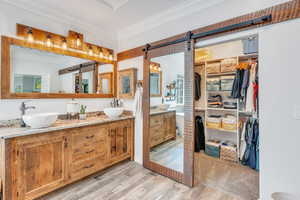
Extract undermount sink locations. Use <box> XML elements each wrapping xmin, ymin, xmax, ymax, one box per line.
<box><xmin>22</xmin><ymin>113</ymin><xmax>59</xmax><ymax>129</ymax></box>
<box><xmin>104</xmin><ymin>107</ymin><xmax>124</xmax><ymax>118</ymax></box>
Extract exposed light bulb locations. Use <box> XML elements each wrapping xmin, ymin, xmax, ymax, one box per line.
<box><xmin>99</xmin><ymin>51</ymin><xmax>104</xmax><ymax>58</ymax></box>
<box><xmin>27</xmin><ymin>28</ymin><xmax>34</xmax><ymax>43</ymax></box>
<box><xmin>76</xmin><ymin>35</ymin><xmax>81</xmax><ymax>47</ymax></box>
<box><xmin>62</xmin><ymin>38</ymin><xmax>67</xmax><ymax>50</ymax></box>
<box><xmin>88</xmin><ymin>46</ymin><xmax>93</xmax><ymax>56</ymax></box>
<box><xmin>109</xmin><ymin>54</ymin><xmax>113</xmax><ymax>61</ymax></box>
<box><xmin>45</xmin><ymin>35</ymin><xmax>53</xmax><ymax>48</ymax></box>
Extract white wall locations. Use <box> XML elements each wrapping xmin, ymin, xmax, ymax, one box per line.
<box><xmin>118</xmin><ymin>56</ymin><xmax>144</xmax><ymax>164</ymax></box>
<box><xmin>118</xmin><ymin>0</ymin><xmax>290</xmax><ymax>51</ymax></box>
<box><xmin>259</xmin><ymin>19</ymin><xmax>300</xmax><ymax>199</ymax></box>
<box><xmin>0</xmin><ymin>2</ymin><xmax>117</xmax><ymax>120</ymax></box>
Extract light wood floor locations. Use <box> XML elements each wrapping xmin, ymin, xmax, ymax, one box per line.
<box><xmin>150</xmin><ymin>137</ymin><xmax>183</xmax><ymax>172</ymax></box>
<box><xmin>38</xmin><ymin>160</ymin><xmax>252</xmax><ymax>200</ymax></box>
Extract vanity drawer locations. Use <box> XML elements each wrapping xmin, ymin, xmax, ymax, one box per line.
<box><xmin>72</xmin><ymin>141</ymin><xmax>107</xmax><ymax>163</ymax></box>
<box><xmin>72</xmin><ymin>126</ymin><xmax>107</xmax><ymax>148</ymax></box>
<box><xmin>71</xmin><ymin>154</ymin><xmax>107</xmax><ymax>180</ymax></box>
<box><xmin>150</xmin><ymin>115</ymin><xmax>163</xmax><ymax>127</ymax></box>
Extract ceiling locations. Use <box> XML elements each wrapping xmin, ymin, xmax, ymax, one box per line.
<box><xmin>2</xmin><ymin>0</ymin><xmax>222</xmax><ymax>32</ymax></box>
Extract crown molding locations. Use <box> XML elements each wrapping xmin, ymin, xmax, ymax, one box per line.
<box><xmin>0</xmin><ymin>0</ymin><xmax>115</xmax><ymax>44</ymax></box>
<box><xmin>117</xmin><ymin>0</ymin><xmax>225</xmax><ymax>40</ymax></box>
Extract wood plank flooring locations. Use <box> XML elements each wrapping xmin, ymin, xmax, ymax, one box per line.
<box><xmin>38</xmin><ymin>160</ymin><xmax>250</xmax><ymax>200</ymax></box>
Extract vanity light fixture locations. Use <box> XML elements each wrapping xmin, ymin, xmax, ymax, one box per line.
<box><xmin>45</xmin><ymin>34</ymin><xmax>53</xmax><ymax>48</ymax></box>
<box><xmin>26</xmin><ymin>27</ymin><xmax>34</xmax><ymax>43</ymax></box>
<box><xmin>61</xmin><ymin>37</ymin><xmax>68</xmax><ymax>50</ymax></box>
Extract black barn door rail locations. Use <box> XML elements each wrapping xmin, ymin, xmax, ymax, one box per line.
<box><xmin>143</xmin><ymin>14</ymin><xmax>272</xmax><ymax>52</ymax></box>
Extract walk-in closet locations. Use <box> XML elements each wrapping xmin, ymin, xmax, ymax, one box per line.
<box><xmin>193</xmin><ymin>36</ymin><xmax>260</xmax><ymax>199</ymax></box>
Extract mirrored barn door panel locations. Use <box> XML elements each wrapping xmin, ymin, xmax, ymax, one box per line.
<box><xmin>149</xmin><ymin>52</ymin><xmax>185</xmax><ymax>173</ymax></box>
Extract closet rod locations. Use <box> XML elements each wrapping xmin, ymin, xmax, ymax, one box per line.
<box><xmin>143</xmin><ymin>14</ymin><xmax>272</xmax><ymax>52</ymax></box>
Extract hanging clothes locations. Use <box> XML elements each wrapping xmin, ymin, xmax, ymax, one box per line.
<box><xmin>195</xmin><ymin>72</ymin><xmax>201</xmax><ymax>101</ymax></box>
<box><xmin>245</xmin><ymin>62</ymin><xmax>257</xmax><ymax>112</ymax></box>
<box><xmin>242</xmin><ymin>118</ymin><xmax>259</xmax><ymax>170</ymax></box>
<box><xmin>231</xmin><ymin>69</ymin><xmax>244</xmax><ymax>98</ymax></box>
<box><xmin>241</xmin><ymin>69</ymin><xmax>250</xmax><ymax>99</ymax></box>
<box><xmin>239</xmin><ymin>120</ymin><xmax>247</xmax><ymax>160</ymax></box>
<box><xmin>253</xmin><ymin>82</ymin><xmax>259</xmax><ymax>112</ymax></box>
<box><xmin>195</xmin><ymin>116</ymin><xmax>205</xmax><ymax>152</ymax></box>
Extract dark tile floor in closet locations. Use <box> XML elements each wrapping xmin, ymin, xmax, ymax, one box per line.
<box><xmin>38</xmin><ymin>158</ymin><xmax>258</xmax><ymax>200</ymax></box>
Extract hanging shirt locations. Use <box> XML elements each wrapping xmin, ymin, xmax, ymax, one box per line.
<box><xmin>195</xmin><ymin>72</ymin><xmax>201</xmax><ymax>101</ymax></box>
<box><xmin>195</xmin><ymin>116</ymin><xmax>205</xmax><ymax>152</ymax></box>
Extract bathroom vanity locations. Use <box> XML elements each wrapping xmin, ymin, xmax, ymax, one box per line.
<box><xmin>0</xmin><ymin>115</ymin><xmax>134</xmax><ymax>200</ymax></box>
<box><xmin>149</xmin><ymin>110</ymin><xmax>176</xmax><ymax>148</ymax></box>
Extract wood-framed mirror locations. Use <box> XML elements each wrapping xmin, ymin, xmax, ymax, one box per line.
<box><xmin>0</xmin><ymin>36</ymin><xmax>117</xmax><ymax>99</ymax></box>
<box><xmin>150</xmin><ymin>62</ymin><xmax>162</xmax><ymax>97</ymax></box>
<box><xmin>118</xmin><ymin>68</ymin><xmax>137</xmax><ymax>99</ymax></box>
<box><xmin>143</xmin><ymin>41</ymin><xmax>195</xmax><ymax>186</ymax></box>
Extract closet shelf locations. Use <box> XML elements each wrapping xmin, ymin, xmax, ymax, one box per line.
<box><xmin>207</xmin><ymin>127</ymin><xmax>237</xmax><ymax>133</ymax></box>
<box><xmin>207</xmin><ymin>108</ymin><xmax>237</xmax><ymax>112</ymax></box>
<box><xmin>207</xmin><ymin>72</ymin><xmax>236</xmax><ymax>77</ymax></box>
<box><xmin>238</xmin><ymin>53</ymin><xmax>258</xmax><ymax>61</ymax></box>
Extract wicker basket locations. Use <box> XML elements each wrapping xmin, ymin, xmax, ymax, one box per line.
<box><xmin>207</xmin><ymin>117</ymin><xmax>222</xmax><ymax>129</ymax></box>
<box><xmin>222</xmin><ymin>117</ymin><xmax>237</xmax><ymax>131</ymax></box>
<box><xmin>220</xmin><ymin>58</ymin><xmax>237</xmax><ymax>72</ymax></box>
<box><xmin>207</xmin><ymin>62</ymin><xmax>221</xmax><ymax>74</ymax></box>
<box><xmin>220</xmin><ymin>145</ymin><xmax>237</xmax><ymax>162</ymax></box>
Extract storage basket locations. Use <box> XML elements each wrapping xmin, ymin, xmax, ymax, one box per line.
<box><xmin>205</xmin><ymin>141</ymin><xmax>220</xmax><ymax>158</ymax></box>
<box><xmin>220</xmin><ymin>58</ymin><xmax>237</xmax><ymax>72</ymax></box>
<box><xmin>207</xmin><ymin>78</ymin><xmax>220</xmax><ymax>91</ymax></box>
<box><xmin>207</xmin><ymin>116</ymin><xmax>222</xmax><ymax>129</ymax></box>
<box><xmin>207</xmin><ymin>62</ymin><xmax>221</xmax><ymax>74</ymax></box>
<box><xmin>220</xmin><ymin>144</ymin><xmax>237</xmax><ymax>162</ymax></box>
<box><xmin>220</xmin><ymin>76</ymin><xmax>235</xmax><ymax>91</ymax></box>
<box><xmin>222</xmin><ymin>116</ymin><xmax>237</xmax><ymax>131</ymax></box>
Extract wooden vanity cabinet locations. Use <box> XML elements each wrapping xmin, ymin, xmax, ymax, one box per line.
<box><xmin>13</xmin><ymin>131</ymin><xmax>70</xmax><ymax>200</ymax></box>
<box><xmin>1</xmin><ymin>119</ymin><xmax>134</xmax><ymax>200</ymax></box>
<box><xmin>149</xmin><ymin>111</ymin><xmax>176</xmax><ymax>148</ymax></box>
<box><xmin>107</xmin><ymin>119</ymin><xmax>133</xmax><ymax>163</ymax></box>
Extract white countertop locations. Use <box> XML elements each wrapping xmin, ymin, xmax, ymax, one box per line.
<box><xmin>0</xmin><ymin>115</ymin><xmax>134</xmax><ymax>139</ymax></box>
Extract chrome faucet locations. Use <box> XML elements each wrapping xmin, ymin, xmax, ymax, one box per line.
<box><xmin>110</xmin><ymin>98</ymin><xmax>123</xmax><ymax>108</ymax></box>
<box><xmin>20</xmin><ymin>101</ymin><xmax>36</xmax><ymax>127</ymax></box>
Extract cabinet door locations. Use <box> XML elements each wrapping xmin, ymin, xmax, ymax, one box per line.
<box><xmin>164</xmin><ymin>112</ymin><xmax>176</xmax><ymax>140</ymax></box>
<box><xmin>108</xmin><ymin>120</ymin><xmax>132</xmax><ymax>161</ymax></box>
<box><xmin>15</xmin><ymin>133</ymin><xmax>69</xmax><ymax>200</ymax></box>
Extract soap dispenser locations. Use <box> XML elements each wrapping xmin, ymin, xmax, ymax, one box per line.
<box><xmin>66</xmin><ymin>99</ymin><xmax>80</xmax><ymax>119</ymax></box>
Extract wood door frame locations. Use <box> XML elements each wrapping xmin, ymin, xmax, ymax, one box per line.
<box><xmin>143</xmin><ymin>41</ymin><xmax>195</xmax><ymax>186</ymax></box>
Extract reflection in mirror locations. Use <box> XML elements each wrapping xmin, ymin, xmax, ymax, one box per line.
<box><xmin>150</xmin><ymin>62</ymin><xmax>162</xmax><ymax>97</ymax></box>
<box><xmin>122</xmin><ymin>76</ymin><xmax>131</xmax><ymax>94</ymax></box>
<box><xmin>10</xmin><ymin>45</ymin><xmax>113</xmax><ymax>95</ymax></box>
<box><xmin>98</xmin><ymin>64</ymin><xmax>113</xmax><ymax>94</ymax></box>
<box><xmin>149</xmin><ymin>52</ymin><xmax>184</xmax><ymax>173</ymax></box>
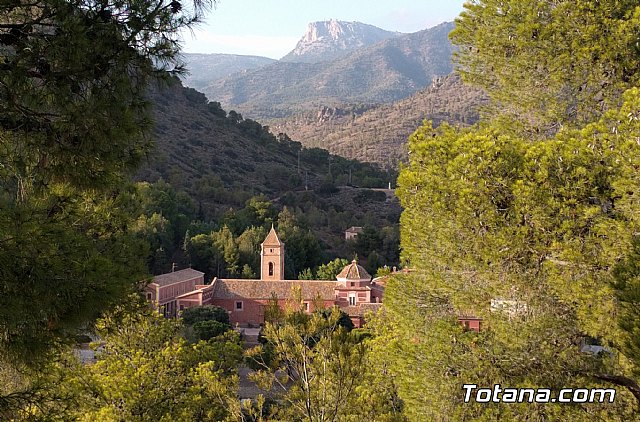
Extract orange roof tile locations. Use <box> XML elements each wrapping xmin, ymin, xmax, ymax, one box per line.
<box><xmin>212</xmin><ymin>279</ymin><xmax>336</xmax><ymax>301</ymax></box>
<box><xmin>336</xmin><ymin>260</ymin><xmax>371</xmax><ymax>281</ymax></box>
<box><xmin>262</xmin><ymin>225</ymin><xmax>283</xmax><ymax>246</ymax></box>
<box><xmin>151</xmin><ymin>268</ymin><xmax>204</xmax><ymax>287</ymax></box>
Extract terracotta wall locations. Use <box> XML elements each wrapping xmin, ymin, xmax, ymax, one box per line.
<box><xmin>212</xmin><ymin>298</ymin><xmax>337</xmax><ymax>326</ymax></box>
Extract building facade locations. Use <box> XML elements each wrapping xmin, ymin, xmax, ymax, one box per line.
<box><xmin>145</xmin><ymin>268</ymin><xmax>213</xmax><ymax>317</ymax></box>
<box><xmin>344</xmin><ymin>226</ymin><xmax>363</xmax><ymax>240</ymax></box>
<box><xmin>147</xmin><ymin>226</ymin><xmax>384</xmax><ymax>327</ymax></box>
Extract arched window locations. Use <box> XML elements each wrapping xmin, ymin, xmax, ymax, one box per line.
<box><xmin>269</xmin><ymin>262</ymin><xmax>274</xmax><ymax>276</ymax></box>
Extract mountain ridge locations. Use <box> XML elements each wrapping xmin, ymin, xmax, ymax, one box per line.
<box><xmin>180</xmin><ymin>53</ymin><xmax>276</xmax><ymax>92</ymax></box>
<box><xmin>280</xmin><ymin>20</ymin><xmax>401</xmax><ymax>63</ymax></box>
<box><xmin>201</xmin><ymin>21</ymin><xmax>456</xmax><ymax>121</ymax></box>
<box><xmin>269</xmin><ymin>73</ymin><xmax>487</xmax><ymax>167</ymax></box>
<box><xmin>137</xmin><ymin>79</ymin><xmax>393</xmax><ymax>220</ymax></box>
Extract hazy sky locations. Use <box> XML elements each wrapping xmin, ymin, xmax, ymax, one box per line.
<box><xmin>183</xmin><ymin>0</ymin><xmax>467</xmax><ymax>59</ymax></box>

- **Exercise goal**: With both ends included, please retype exactly the lines from the line containing "Extract hazy sky" to the final line of the data.

- **Solution for this exercise**:
Extract hazy sky locations. Use <box> XML elements each wrapping xmin, ymin, xmax, ymax, one box per line.
<box><xmin>183</xmin><ymin>0</ymin><xmax>467</xmax><ymax>59</ymax></box>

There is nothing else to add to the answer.